## BRIEF:
In the listing that follows, copy out each line that includes the word "below".
· · · · · · ·
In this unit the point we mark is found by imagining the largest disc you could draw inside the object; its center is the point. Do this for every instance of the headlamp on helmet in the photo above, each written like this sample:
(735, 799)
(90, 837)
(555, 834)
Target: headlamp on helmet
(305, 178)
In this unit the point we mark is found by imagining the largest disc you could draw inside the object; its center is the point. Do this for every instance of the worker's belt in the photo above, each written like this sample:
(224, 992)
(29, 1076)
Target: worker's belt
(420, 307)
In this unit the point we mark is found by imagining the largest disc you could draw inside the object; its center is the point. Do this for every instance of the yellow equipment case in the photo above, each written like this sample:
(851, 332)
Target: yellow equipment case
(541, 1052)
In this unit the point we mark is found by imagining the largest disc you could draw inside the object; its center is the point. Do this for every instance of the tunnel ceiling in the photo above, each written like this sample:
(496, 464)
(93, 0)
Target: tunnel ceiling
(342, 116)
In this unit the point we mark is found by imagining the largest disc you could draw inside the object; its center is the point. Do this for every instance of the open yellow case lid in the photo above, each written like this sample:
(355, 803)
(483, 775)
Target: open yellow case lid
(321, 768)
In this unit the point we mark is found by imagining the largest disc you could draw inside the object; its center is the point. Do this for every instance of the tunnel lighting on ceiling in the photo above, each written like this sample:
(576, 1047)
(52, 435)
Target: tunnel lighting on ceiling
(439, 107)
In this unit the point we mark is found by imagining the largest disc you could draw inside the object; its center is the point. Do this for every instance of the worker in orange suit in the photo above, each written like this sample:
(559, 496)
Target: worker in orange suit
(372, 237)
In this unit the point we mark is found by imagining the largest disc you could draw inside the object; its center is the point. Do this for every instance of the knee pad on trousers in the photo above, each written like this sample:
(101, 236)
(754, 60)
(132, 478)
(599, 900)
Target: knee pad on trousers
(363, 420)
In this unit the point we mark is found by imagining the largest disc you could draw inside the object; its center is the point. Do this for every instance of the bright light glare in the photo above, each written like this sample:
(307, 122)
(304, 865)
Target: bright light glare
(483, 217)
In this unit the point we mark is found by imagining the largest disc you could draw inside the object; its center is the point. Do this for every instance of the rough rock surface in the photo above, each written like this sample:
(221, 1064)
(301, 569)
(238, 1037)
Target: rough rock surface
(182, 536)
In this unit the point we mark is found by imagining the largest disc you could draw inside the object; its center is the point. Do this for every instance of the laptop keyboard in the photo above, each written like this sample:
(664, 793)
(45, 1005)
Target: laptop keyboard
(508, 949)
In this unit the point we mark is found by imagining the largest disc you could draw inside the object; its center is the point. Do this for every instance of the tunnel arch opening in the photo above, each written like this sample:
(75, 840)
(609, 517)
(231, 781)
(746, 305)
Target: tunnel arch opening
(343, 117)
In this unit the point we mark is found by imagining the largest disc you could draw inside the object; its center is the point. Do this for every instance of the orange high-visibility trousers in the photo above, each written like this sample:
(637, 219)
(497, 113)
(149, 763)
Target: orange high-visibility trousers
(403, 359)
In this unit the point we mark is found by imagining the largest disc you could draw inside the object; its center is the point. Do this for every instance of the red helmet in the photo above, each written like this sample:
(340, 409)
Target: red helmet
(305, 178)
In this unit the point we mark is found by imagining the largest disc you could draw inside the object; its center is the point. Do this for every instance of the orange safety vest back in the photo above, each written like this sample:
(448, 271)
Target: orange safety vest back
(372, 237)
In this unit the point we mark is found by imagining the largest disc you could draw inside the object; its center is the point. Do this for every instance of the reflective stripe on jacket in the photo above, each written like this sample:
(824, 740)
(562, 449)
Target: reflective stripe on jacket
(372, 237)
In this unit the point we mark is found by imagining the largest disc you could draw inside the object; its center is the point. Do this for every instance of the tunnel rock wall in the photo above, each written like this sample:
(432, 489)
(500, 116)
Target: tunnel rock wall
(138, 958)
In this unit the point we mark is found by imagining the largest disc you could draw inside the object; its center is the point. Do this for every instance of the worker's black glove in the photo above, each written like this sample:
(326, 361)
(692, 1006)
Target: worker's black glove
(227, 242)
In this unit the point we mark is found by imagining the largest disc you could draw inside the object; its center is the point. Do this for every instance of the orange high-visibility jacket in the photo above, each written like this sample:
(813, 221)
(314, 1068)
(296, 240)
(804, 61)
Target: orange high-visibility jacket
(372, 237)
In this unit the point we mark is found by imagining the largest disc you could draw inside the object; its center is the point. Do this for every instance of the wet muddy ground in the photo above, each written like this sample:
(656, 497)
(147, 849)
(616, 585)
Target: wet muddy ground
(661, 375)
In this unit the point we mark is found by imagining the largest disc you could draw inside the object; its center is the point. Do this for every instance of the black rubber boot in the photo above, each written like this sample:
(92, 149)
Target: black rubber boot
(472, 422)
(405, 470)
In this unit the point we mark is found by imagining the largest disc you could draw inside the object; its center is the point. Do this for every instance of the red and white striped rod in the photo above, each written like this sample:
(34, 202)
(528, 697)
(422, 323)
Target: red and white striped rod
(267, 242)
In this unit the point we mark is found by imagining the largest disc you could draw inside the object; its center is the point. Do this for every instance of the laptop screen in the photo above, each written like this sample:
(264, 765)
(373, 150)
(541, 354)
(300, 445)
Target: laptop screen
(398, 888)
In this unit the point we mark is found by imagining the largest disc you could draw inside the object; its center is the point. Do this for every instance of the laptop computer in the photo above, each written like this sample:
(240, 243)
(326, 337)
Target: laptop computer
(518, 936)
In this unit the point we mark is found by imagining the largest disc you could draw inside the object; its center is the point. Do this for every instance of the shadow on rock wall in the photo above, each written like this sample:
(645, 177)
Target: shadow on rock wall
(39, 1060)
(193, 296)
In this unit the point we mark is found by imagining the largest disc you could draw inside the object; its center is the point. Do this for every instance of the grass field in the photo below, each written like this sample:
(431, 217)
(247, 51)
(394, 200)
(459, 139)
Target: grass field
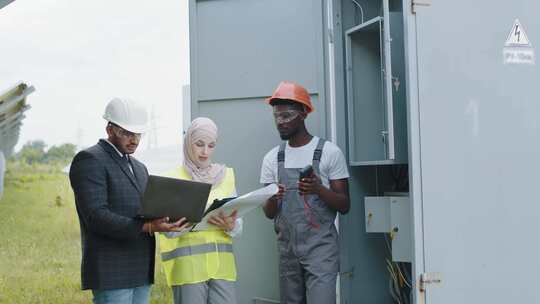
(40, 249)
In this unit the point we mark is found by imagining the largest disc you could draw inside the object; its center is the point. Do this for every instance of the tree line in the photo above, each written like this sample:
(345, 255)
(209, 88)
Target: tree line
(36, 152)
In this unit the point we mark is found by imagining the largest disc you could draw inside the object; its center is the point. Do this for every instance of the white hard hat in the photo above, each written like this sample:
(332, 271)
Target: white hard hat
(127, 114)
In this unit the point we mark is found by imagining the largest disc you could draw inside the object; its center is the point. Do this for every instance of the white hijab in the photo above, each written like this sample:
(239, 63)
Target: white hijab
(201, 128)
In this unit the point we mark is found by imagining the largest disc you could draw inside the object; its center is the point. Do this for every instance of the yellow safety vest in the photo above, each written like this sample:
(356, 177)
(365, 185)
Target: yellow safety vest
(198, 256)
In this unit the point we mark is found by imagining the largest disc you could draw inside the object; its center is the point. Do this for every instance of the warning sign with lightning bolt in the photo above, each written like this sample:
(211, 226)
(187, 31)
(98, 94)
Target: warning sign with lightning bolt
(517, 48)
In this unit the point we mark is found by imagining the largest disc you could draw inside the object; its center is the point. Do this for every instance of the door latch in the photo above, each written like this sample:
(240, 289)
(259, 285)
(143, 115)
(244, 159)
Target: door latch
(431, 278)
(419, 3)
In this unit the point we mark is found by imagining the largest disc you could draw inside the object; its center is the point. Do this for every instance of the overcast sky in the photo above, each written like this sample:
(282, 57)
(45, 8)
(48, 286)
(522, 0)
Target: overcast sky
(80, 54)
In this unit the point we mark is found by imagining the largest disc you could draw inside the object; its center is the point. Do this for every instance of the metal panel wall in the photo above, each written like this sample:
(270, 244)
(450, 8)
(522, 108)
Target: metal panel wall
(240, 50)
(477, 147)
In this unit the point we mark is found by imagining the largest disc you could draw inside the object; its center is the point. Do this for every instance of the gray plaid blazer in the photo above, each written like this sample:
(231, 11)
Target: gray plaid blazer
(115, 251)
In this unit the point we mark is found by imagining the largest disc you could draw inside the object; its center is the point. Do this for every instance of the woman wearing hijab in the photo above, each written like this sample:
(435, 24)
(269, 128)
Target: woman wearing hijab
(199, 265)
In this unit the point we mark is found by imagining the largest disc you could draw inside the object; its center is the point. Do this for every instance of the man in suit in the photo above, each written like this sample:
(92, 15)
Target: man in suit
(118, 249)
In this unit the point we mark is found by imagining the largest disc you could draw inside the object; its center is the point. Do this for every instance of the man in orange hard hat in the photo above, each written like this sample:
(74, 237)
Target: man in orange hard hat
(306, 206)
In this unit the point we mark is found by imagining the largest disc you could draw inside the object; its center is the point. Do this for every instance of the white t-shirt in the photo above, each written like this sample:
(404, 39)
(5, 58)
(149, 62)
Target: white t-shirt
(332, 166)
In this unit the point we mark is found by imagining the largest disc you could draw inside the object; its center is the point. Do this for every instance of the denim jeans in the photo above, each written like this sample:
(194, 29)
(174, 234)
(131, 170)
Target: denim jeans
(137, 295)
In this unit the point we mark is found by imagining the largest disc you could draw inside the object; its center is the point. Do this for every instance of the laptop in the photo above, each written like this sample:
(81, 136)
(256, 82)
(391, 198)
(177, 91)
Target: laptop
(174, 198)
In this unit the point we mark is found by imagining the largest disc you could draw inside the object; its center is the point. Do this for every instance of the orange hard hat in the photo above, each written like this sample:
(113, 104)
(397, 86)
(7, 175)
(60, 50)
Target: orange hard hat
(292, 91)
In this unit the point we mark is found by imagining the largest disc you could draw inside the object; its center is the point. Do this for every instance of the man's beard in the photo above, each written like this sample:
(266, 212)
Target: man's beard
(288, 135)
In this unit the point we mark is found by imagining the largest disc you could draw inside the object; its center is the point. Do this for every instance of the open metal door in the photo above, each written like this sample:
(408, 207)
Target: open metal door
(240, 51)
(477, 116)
· · · · · · ·
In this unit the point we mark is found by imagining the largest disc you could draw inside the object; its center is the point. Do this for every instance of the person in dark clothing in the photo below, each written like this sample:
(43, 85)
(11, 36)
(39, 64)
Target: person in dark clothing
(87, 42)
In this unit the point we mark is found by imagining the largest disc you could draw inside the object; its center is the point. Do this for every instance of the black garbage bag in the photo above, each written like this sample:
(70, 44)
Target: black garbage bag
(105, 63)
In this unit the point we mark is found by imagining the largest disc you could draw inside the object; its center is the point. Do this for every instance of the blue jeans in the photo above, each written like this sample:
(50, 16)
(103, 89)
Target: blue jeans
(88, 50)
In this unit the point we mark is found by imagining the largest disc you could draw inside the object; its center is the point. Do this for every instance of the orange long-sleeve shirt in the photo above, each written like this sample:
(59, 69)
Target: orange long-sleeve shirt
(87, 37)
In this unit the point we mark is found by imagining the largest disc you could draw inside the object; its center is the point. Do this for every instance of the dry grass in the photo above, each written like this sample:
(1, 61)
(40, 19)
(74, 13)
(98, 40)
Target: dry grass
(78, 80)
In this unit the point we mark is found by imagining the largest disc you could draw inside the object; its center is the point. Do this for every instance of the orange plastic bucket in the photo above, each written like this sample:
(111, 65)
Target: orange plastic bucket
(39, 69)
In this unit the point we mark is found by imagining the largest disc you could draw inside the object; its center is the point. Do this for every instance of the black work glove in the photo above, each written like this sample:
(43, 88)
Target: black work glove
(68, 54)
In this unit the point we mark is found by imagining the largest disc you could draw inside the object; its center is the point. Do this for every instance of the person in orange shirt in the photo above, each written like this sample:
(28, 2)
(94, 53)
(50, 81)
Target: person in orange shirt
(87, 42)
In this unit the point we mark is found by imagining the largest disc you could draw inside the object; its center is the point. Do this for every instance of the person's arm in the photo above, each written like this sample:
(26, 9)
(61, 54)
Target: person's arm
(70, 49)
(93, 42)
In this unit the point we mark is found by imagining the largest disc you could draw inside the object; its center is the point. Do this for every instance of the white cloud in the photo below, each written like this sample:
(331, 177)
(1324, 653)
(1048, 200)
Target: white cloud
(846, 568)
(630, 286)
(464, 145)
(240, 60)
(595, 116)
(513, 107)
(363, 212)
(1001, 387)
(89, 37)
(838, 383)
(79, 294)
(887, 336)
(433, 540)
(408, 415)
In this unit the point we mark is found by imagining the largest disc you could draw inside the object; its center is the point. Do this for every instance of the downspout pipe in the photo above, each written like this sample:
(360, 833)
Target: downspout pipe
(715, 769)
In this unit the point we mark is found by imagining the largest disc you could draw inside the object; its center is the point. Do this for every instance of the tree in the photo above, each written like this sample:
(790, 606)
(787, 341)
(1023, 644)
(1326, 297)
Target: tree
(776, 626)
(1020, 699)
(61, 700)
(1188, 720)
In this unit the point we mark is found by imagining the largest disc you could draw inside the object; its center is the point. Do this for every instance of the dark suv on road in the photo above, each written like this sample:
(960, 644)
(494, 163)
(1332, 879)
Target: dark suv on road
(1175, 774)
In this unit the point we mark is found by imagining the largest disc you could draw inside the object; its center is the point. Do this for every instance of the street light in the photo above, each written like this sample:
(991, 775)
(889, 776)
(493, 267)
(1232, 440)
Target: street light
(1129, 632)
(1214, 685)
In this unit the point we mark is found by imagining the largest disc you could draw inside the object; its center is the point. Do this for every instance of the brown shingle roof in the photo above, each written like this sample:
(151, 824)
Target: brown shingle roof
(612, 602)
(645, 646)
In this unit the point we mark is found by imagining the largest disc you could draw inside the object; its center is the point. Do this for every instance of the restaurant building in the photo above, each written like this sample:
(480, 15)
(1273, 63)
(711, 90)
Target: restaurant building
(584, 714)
· · · · · · ·
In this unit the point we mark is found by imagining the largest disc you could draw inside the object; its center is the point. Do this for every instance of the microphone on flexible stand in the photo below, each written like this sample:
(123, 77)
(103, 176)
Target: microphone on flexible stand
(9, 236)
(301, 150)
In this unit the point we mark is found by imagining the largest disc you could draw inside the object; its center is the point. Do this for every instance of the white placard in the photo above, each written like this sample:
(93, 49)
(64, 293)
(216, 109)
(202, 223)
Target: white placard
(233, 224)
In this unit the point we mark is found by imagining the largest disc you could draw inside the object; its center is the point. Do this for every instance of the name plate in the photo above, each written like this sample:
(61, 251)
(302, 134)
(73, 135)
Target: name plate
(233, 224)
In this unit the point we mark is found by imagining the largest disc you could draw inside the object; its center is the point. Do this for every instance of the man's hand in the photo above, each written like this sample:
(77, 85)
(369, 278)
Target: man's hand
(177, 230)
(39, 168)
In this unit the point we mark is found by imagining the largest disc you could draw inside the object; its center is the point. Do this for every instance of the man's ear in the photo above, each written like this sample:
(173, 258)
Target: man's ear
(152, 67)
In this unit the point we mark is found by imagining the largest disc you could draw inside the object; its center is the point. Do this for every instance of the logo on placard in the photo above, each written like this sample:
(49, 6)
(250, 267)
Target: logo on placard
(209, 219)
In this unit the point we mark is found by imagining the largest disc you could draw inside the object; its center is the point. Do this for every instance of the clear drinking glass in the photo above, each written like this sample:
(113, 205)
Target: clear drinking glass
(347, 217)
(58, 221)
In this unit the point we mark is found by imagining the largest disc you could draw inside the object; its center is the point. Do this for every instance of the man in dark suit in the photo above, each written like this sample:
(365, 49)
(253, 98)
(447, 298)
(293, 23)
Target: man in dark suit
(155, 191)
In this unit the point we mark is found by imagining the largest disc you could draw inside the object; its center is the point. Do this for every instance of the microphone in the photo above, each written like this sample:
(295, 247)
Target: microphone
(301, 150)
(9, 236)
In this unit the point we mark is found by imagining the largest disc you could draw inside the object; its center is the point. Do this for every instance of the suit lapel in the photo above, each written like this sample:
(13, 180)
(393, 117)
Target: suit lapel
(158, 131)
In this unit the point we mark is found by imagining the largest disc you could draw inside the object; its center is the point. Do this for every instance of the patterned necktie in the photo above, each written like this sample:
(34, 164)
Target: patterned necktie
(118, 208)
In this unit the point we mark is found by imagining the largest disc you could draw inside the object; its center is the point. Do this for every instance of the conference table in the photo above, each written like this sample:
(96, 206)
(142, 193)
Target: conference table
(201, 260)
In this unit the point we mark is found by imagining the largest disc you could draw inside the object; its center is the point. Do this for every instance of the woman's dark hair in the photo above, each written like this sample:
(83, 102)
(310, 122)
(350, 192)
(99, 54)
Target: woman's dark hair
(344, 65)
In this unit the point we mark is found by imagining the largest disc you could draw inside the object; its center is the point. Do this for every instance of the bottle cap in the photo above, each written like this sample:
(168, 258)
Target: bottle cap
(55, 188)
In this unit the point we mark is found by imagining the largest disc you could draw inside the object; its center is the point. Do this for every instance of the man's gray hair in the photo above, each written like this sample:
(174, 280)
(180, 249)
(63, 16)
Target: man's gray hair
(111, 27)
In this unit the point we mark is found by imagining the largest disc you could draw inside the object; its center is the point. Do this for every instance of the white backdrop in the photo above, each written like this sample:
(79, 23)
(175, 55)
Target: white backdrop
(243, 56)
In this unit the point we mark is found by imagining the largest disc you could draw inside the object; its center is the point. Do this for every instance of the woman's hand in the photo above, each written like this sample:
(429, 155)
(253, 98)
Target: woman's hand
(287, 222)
· · · · · · ·
## WRITTEN RESPONSE:
In this unit the point we mark is found by imagining the largest disc you could draw inside the object; its center is the point. Do this for every instance of the grass field in the photo below, each written like this sample:
In this unit the point we mark is found by imagining the largest disc you could draw inside the object; its center is the point. Do this for every instance of the person in dark clothing in the photo below, each written like this sample:
In this unit the point we mark is found by imagining the largest disc you could draw inside the object; its center is the point. Do this for every instance of the white cloud in the photo below, each written like this sample:
In this unit the point we mark is found by imagining the largest disc you could draw inside the object; its center is the point. Do this for every instance of the microphone on flexible stand in the photo below, each written like this sample:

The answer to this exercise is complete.